Records from an annotation dataset
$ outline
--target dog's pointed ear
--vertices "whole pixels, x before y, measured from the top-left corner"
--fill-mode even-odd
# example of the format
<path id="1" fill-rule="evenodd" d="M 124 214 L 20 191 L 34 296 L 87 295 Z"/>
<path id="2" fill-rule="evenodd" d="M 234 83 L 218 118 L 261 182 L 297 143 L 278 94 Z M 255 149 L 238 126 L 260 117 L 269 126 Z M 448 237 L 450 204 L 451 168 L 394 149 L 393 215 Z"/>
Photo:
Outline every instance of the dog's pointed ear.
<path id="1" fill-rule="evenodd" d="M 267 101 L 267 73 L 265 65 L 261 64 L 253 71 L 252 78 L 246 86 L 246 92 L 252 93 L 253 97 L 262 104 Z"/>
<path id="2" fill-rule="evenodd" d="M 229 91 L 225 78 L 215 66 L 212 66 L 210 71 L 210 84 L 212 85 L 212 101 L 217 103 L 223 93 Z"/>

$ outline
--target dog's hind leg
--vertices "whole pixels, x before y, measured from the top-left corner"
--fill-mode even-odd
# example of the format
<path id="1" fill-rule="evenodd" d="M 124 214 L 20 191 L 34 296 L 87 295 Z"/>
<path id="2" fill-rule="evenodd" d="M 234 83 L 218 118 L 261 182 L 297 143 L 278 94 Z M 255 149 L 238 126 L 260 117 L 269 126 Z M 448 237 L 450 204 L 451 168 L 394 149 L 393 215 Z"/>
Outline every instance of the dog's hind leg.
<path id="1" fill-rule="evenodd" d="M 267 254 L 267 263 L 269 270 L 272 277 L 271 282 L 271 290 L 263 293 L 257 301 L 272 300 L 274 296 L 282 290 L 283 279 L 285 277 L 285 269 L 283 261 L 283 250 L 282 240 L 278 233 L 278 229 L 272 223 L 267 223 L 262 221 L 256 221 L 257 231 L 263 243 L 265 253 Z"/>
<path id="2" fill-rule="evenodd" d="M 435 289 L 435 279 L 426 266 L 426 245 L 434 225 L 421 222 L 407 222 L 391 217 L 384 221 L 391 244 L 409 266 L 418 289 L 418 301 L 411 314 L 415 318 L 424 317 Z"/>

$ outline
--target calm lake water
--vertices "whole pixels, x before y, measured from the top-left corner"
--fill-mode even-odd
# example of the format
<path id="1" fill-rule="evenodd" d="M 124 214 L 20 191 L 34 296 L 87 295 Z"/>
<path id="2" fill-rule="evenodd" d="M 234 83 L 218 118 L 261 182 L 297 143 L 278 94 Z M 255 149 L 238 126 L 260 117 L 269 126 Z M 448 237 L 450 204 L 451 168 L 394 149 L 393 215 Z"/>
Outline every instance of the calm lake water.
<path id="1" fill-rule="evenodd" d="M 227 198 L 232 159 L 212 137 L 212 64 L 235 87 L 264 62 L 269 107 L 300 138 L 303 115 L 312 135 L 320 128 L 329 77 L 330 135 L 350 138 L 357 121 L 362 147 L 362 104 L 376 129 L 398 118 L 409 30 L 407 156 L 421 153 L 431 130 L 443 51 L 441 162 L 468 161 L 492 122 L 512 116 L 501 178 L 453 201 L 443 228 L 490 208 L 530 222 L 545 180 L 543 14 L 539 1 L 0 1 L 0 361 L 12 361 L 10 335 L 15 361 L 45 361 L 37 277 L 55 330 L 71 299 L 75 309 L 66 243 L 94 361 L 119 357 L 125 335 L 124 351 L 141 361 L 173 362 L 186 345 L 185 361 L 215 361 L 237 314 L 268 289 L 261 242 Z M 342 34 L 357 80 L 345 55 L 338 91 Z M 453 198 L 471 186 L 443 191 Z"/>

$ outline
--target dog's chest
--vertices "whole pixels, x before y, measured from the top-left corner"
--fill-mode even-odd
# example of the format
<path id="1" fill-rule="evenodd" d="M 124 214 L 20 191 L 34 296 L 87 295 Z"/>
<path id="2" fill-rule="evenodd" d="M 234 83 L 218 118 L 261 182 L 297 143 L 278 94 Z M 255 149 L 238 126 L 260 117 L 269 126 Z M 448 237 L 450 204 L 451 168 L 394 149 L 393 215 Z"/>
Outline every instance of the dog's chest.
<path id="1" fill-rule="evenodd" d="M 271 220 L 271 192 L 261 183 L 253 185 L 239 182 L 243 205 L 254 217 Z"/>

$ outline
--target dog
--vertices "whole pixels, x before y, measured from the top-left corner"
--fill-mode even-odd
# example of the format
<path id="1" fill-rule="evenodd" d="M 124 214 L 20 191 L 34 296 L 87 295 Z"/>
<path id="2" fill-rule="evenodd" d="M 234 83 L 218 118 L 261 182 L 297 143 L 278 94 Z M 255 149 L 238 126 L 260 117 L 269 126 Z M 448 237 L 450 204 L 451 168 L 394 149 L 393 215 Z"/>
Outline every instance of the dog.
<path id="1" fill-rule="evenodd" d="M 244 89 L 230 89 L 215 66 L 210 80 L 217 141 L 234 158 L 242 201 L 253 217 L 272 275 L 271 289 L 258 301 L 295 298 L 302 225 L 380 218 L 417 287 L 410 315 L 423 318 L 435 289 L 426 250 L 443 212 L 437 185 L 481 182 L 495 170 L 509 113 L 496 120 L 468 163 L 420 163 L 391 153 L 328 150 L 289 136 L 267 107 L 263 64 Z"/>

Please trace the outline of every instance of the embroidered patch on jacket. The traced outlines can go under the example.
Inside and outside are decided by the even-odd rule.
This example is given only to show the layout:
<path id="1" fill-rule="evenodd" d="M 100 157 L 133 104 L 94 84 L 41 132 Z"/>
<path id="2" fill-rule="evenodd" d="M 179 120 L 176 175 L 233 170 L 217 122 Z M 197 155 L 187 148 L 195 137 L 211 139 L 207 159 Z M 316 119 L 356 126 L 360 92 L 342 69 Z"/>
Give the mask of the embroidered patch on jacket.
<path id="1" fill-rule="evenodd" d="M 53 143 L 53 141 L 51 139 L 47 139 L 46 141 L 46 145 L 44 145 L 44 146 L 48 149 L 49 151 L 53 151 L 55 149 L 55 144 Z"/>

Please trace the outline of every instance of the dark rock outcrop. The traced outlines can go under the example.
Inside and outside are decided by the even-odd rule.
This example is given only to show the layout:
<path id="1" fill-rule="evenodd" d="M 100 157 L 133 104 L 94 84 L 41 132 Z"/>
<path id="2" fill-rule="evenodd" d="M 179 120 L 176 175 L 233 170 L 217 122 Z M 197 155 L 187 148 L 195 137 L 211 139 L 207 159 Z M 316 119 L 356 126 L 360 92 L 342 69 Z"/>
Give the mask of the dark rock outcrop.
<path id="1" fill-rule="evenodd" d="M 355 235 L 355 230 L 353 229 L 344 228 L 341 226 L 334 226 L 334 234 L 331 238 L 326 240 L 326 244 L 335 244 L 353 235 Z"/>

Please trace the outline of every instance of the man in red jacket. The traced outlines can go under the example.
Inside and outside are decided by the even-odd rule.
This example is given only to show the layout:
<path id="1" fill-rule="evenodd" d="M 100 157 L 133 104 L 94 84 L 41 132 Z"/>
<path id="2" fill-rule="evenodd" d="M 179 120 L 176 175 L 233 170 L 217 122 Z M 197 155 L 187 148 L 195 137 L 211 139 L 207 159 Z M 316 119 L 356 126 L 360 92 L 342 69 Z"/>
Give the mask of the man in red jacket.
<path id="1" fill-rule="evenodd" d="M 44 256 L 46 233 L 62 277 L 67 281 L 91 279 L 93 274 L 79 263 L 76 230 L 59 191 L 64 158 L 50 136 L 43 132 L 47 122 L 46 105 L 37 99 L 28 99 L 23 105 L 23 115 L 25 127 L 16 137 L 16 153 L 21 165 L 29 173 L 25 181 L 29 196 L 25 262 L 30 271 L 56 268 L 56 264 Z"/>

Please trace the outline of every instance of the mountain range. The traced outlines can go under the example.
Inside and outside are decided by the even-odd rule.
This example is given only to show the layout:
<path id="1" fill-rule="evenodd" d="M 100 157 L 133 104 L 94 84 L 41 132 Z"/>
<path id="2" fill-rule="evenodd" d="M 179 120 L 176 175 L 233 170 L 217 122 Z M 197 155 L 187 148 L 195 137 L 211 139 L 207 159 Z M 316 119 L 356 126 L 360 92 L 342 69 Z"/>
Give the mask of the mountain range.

The problem -
Copy only the stretch running from the line containing "Please trace the outline of every instance of the mountain" to the final line of the entries, both ends included, exactly as it stands.

Output of the task -
Please trace the outline of every instance of the mountain range. The traced outlines can go under the example.
Inside and outside are decided by the even-odd rule.
This example is given only to show the layout:
<path id="1" fill-rule="evenodd" d="M 100 157 L 133 104 L 94 84 L 41 132 Z"/>
<path id="2" fill-rule="evenodd" d="M 179 120 L 176 175 L 233 170 L 217 122 Z M 197 155 L 187 148 L 195 137 L 211 139 L 207 159 Z M 316 119 L 356 126 L 360 92 L 342 69 Z"/>
Give the mask of the mountain range.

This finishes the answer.